**Article**
╭──

Medals + Bibs + Memories


As runners, we amass an amazing collection of medals, bibs, tech gear, GPS watches, headbands and, of course, running shoes! I never really embraced my slight tendency of OCD until I became a runner. Now it is MORE THAN apparent. I love being able to pick a different color/pattern PRO Compression sock before each run. Yes, I have over 50 pairs through two logo changes. I have gone through three different models of Garmin watches, which are my lifeline.



Then there are the bibs and medals. I know some folks don’t necessarily keep their bibs because the medal is the prize. I am super nerdy and love to keep my bibs in a notebook that Mr. TCR got for me last Christmas. He also got me an incredible medal display for me to show off my accomplishments beginning in 2013. 



As you can imagine, as we prepared for our move to Amsterdam my running “life” was bundled with care and placed into a box. I made sure the medal hangar, medals, bibs, magnets I collected from my travels, a crazy amount of Sparkly Soul headbands, every running belt, R8 roller (gift), winter gear, honestly the list could go on. 

It was three weeks after arriving in Amsterdam when I had to face a sad truth: the postal service had unfortunately lost my box between Seattle and San Francisco. My heart sank into my stomach the day I saw it online and spoke to a representative. I felt like the years I spent dedicating time, money and grueling miles were lost. At the time, I was still dealing with a lot of stress in acclimating to our new home, learning the language and just getting comfortable. I hadn’t run or even attempted to go to a gym or exercise class.

╰──

**Set problem**
Answer these about the running post:
(a) How many pairs of PRO Compression socks does the writer own?
(b) Where does the writer keep race bibs?
(c) Between which two cities did the postal service lose the box?

**Material**
╭──

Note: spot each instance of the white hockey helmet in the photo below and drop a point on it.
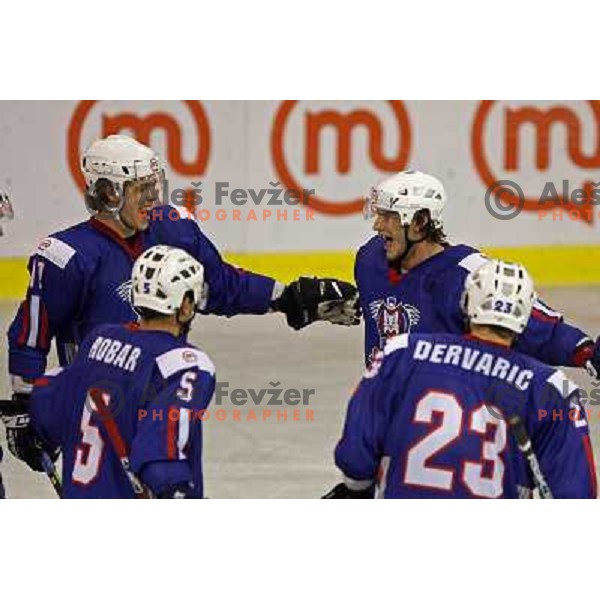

╰──

**Reply to the task**
(a) Over 50 pairs.
(b) In a notebook that Mr. TCR gave the writer last Christmas.
(c) Seattle and San Francisco.